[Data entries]
++++++++
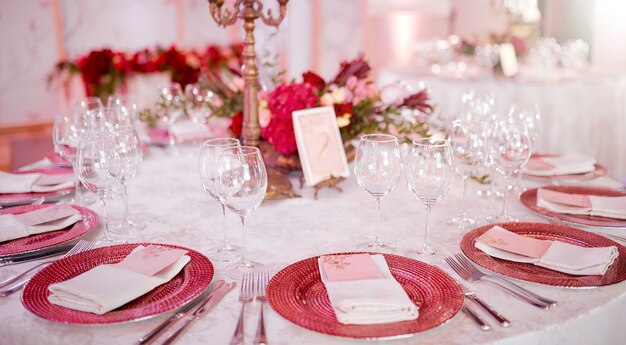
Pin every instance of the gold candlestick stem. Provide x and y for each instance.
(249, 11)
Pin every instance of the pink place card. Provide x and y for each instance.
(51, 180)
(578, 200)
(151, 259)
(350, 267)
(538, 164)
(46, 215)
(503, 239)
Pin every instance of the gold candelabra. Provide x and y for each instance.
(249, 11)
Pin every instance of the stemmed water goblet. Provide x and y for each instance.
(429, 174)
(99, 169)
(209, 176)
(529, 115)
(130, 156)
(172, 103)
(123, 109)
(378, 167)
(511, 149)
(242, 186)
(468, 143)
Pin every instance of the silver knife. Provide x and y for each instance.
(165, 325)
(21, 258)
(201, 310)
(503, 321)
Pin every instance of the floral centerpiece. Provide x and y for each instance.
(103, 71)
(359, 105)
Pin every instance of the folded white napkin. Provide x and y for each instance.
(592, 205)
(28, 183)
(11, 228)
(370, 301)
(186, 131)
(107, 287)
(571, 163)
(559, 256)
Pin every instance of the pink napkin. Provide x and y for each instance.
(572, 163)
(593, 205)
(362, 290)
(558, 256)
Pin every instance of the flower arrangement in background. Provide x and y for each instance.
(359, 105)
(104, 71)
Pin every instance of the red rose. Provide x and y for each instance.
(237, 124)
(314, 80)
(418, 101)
++++++++
## Given problem
Please rewrite all the records above, keeping the requests unchanged, and scale every coordinate in the answers by 1.7, rounding to whole numbers with halves rounded up. Leave the pictures out of your answer.

## Result for this exercise
Pin every instance of the gold candlestick stem. Provide x and y for each instance.
(423, 19)
Pin every instance of the pink place card. Provide x and y for each instance.
(87, 306)
(983, 340)
(257, 440)
(595, 454)
(915, 279)
(78, 366)
(855, 406)
Pin every instance of the gold candelabra. Provide x and y for each instance.
(423, 19)
Pin every instance of the stemmed water goblet. Provide x and y for each instance.
(729, 296)
(168, 287)
(355, 299)
(899, 196)
(221, 265)
(292, 175)
(209, 185)
(643, 284)
(869, 253)
(411, 316)
(796, 243)
Pin every instance of the silver knife. Provide x and y for each instance.
(281, 553)
(36, 439)
(342, 527)
(855, 546)
Pin every instance of the floral centerpiece. Provide x and y for each instance.
(175, 121)
(610, 179)
Pin every instance of the folded white napkin. Provide x and y for each instance.
(1006, 349)
(48, 311)
(19, 388)
(629, 512)
(316, 223)
(182, 488)
(971, 277)
(950, 435)
Pin every instance of the pink napkin. Provide x and y for each instance.
(972, 277)
(1008, 349)
(615, 493)
(949, 435)
Pin every instance of the flower arrangement in background. Provide x and y for each instance.
(610, 179)
(177, 121)
Pin every instance of the red rose. Provide x and y for each instance.
(403, 211)
(534, 136)
(711, 172)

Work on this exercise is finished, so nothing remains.